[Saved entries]
- - -

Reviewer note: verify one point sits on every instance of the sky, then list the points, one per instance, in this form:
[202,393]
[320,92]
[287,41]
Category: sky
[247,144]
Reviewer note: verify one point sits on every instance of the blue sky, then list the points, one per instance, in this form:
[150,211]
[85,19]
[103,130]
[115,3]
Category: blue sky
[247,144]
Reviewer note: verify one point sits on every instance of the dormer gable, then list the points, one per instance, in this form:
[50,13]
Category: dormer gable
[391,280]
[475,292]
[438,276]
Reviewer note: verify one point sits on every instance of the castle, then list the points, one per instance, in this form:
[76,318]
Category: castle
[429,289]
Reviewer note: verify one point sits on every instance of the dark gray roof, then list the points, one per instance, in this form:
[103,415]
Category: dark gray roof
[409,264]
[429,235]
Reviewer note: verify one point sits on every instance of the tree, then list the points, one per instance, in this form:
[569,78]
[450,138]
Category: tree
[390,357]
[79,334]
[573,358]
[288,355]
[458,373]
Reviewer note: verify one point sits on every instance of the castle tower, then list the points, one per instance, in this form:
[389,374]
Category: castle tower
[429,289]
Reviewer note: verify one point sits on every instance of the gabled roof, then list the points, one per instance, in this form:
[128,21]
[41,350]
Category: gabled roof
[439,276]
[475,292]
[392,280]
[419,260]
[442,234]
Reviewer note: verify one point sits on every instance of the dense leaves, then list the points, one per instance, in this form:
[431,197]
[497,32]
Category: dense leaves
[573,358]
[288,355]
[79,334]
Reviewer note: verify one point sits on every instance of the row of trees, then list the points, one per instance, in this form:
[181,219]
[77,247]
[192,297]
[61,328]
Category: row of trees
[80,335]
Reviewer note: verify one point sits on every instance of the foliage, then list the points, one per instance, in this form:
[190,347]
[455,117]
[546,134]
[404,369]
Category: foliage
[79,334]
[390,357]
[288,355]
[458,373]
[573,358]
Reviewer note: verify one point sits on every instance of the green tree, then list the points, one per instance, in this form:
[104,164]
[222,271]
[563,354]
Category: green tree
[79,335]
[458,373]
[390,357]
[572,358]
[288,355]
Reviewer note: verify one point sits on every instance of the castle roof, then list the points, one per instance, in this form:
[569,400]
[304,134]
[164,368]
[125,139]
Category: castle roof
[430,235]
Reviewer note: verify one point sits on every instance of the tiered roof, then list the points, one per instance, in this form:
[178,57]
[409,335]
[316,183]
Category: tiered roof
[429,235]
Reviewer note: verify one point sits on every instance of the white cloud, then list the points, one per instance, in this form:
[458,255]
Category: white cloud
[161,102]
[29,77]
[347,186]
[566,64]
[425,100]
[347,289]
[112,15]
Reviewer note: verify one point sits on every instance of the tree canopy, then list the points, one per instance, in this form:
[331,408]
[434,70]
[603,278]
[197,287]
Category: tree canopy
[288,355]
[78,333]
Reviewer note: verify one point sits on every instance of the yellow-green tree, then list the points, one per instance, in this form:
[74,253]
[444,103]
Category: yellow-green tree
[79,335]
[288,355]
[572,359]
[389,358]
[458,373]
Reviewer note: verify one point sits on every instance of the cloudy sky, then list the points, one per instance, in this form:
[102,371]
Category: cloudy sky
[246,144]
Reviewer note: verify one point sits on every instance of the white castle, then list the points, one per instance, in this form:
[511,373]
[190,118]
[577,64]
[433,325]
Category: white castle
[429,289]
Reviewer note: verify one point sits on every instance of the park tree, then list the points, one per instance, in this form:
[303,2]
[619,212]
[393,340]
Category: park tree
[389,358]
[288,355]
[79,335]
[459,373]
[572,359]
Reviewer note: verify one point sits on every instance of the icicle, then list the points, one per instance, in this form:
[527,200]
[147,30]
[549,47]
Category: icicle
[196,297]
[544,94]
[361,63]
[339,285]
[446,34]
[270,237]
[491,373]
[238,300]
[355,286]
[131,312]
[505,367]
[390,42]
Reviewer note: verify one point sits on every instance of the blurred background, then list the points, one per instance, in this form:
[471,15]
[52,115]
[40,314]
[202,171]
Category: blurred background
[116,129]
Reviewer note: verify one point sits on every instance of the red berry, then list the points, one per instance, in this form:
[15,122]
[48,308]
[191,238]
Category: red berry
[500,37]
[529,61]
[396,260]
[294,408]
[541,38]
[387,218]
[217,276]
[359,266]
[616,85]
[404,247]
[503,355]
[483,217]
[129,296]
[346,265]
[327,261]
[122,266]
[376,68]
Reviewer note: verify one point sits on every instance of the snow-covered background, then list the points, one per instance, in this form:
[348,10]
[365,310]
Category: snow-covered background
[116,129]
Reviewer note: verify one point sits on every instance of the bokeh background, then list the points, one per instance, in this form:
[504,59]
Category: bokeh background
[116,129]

- - -

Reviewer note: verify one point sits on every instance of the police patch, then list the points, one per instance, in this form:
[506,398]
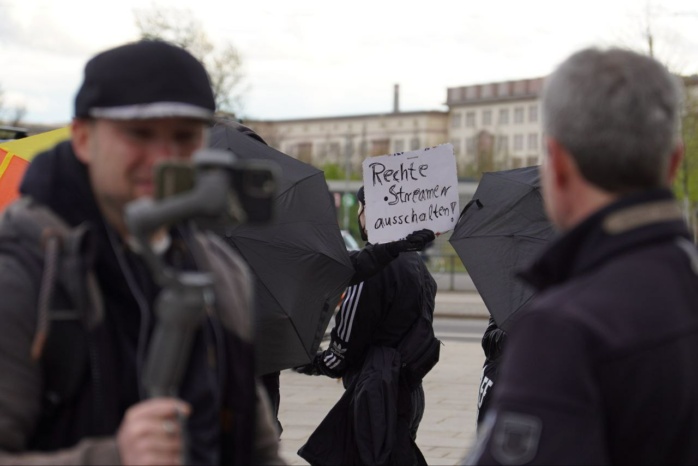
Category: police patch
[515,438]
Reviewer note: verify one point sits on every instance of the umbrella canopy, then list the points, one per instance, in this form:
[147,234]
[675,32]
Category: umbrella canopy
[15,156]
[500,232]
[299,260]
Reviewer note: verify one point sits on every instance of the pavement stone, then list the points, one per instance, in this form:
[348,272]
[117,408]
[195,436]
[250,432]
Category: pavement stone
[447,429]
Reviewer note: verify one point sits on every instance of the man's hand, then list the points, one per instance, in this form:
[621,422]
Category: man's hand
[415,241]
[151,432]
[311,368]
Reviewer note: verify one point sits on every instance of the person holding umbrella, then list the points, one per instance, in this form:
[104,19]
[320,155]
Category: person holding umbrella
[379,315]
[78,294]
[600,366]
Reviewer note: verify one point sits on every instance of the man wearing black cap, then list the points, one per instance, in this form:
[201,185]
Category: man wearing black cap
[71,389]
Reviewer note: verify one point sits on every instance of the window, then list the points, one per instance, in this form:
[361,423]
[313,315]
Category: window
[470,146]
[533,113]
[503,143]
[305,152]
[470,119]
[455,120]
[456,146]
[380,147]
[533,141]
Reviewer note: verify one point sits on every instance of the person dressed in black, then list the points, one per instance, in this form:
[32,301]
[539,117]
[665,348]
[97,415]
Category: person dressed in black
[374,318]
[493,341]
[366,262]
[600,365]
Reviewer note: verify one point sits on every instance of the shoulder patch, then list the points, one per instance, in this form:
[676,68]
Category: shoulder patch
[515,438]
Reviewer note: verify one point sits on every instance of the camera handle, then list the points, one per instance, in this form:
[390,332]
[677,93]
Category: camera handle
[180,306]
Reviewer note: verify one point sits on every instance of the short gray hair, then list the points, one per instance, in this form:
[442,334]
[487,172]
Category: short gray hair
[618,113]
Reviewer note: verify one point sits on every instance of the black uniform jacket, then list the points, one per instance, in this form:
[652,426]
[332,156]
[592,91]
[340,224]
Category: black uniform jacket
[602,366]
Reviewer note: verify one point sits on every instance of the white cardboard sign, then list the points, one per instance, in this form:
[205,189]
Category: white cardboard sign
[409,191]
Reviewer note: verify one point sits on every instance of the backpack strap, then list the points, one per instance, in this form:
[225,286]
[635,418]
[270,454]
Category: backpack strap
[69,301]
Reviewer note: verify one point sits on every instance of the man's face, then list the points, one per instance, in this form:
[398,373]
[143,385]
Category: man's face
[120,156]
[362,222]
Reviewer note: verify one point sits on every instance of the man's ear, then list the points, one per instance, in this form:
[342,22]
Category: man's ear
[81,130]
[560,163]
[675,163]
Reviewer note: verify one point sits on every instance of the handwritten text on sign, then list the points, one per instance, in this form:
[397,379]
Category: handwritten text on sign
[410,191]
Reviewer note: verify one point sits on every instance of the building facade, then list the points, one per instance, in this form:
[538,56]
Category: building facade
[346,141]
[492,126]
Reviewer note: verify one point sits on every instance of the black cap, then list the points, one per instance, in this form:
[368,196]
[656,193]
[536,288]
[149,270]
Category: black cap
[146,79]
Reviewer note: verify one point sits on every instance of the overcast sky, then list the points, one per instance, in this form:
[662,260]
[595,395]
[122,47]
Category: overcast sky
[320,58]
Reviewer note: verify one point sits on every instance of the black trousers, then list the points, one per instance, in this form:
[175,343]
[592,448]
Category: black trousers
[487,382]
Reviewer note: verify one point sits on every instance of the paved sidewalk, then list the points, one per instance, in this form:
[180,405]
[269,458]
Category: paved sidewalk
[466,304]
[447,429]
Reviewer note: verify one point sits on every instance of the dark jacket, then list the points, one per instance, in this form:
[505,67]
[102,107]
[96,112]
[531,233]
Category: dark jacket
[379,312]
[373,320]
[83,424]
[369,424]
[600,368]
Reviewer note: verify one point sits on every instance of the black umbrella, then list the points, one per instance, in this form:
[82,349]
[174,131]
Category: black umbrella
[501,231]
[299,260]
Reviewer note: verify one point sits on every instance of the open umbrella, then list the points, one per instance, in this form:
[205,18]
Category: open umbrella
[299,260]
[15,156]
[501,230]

- - -

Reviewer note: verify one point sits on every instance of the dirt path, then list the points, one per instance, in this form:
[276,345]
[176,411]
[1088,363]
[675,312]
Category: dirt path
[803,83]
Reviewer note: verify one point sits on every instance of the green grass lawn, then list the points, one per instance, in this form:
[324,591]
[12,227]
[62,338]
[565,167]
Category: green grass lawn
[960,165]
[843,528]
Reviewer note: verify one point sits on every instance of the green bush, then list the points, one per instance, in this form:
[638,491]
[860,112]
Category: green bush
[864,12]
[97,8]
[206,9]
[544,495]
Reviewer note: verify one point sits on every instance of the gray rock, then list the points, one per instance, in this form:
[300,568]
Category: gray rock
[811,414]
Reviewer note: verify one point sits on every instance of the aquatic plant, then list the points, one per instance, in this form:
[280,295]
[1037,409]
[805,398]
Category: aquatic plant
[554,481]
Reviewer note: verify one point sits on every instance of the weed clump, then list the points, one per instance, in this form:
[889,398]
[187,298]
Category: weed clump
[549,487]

- - -

**Assignment**
Can you repeat, word for word, every line above from the one containing "the sky, then" down to the one containing "of the blue", including both?

**Response to the exercise**
Reviewer note: verify one point sits on every instance of the sky, then list the points, one per instance, in this form:
[202,393]
[320,92]
[287,41]
Category: sky
[247,144]
Reviewer note: verify one point sits on every instance of the blue sky, then list the points, one per instance, in this form:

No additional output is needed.